▶ _Objet de la tâche_
Recopiez à l'identique, dans le texte sur l'E-Fuel ci-dessous, tout ce qui va de « Dernière modification 28/03/2023 » jusqu'à « les moteurs thermiques. ».

▶ _Texte de la page_

════════

Dernière modification 28/03/2023

E-Fuel : principe, rendement et problématiques


Les fidèles du moteur thermique l'attendent comme le sauveur, le carburant synthétique E-Fuel (du méthanol plus exactement) serait censé pouvoir faire perdurer les moteurs thermiques.
En effet, ce type de carburant peut se décliner comme on le veut, avec un taux d'octane bien précis (pas besoin de modifier les moteurs existants) et la possibilité d'aller jusqu'à produire du e-diesel (ce qui est impossible avec l'éthanol, dont la molécule est pourtant très proche).
Voyons dans un premier temps le principe de ce "nouveau" type de carburant avant d'appliquer une critique constructive, et vous allez voir qu'il y a de quoi dire ...


Principe

On connaissait le mauvais rendement de la pile à combustible fonctionnant à l'hydrogène, vous allez voir que ce n'est rien à côté de l'E-Fuel de Porsche ...

════════

(Exemples d'étiquetage de points)
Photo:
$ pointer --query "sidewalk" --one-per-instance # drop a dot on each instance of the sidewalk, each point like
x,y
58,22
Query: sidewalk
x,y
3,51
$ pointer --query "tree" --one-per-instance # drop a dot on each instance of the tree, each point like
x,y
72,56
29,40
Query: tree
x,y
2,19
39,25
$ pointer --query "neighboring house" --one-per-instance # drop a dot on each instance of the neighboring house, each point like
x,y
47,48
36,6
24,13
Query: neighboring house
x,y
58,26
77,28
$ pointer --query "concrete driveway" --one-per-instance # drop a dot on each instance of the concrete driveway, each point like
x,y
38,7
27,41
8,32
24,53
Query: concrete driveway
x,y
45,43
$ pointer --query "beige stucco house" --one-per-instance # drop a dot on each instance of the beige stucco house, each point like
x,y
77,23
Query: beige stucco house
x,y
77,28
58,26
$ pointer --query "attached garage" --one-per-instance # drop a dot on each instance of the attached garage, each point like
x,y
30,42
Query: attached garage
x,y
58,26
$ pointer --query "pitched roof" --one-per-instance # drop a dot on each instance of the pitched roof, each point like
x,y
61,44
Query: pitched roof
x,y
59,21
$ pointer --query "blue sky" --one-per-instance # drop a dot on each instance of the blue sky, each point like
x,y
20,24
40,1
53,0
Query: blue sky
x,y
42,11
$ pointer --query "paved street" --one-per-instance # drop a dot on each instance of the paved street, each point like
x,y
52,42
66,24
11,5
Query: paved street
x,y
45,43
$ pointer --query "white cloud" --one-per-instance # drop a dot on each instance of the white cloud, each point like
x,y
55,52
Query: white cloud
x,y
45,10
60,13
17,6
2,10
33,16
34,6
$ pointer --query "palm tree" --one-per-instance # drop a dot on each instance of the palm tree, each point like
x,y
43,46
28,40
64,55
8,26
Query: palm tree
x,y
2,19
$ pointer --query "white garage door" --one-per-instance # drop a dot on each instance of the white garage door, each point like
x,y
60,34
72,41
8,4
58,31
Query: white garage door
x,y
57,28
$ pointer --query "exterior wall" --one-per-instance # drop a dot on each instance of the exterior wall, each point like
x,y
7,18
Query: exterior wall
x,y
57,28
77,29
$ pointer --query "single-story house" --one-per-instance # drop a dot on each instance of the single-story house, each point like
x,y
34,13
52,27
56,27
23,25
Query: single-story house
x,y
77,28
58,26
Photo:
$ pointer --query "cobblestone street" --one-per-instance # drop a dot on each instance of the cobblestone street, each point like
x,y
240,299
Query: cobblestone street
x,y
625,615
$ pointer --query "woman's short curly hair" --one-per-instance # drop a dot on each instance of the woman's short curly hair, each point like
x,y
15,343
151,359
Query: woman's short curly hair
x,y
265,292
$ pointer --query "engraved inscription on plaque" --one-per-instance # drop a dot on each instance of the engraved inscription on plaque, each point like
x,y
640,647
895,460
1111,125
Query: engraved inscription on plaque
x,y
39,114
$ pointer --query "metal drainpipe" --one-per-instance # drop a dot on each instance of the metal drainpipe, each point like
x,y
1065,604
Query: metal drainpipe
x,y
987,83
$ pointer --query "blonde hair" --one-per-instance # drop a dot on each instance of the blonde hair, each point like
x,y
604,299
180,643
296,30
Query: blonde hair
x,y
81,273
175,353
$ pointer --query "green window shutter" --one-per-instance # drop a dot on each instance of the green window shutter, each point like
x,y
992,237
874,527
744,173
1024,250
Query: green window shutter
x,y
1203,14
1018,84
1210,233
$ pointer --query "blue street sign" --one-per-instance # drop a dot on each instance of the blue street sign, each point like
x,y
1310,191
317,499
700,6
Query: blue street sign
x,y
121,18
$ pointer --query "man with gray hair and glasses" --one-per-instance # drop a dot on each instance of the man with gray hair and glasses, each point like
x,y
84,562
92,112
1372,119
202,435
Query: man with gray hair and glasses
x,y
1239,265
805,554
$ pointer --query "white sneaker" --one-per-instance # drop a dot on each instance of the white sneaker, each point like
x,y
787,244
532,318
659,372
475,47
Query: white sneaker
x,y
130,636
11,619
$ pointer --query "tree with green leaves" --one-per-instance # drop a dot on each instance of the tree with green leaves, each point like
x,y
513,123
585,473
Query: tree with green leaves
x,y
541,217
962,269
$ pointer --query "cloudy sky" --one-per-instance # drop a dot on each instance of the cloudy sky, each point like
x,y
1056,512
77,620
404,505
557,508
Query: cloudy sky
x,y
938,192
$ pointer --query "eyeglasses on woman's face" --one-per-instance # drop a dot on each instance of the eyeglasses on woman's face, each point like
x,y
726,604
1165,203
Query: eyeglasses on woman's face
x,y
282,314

════════

▶ _Solution détaillée_
Dernière modification 28/03/2023

E-Fuel : principe, rendement et problématiques


Les fidèles du moteur thermique l'attendent comme le sauveur, le carburant synthétique E-Fuel (du méthanol plus exactement) serait censé pouvoir faire perdurer les moteurs thermiques.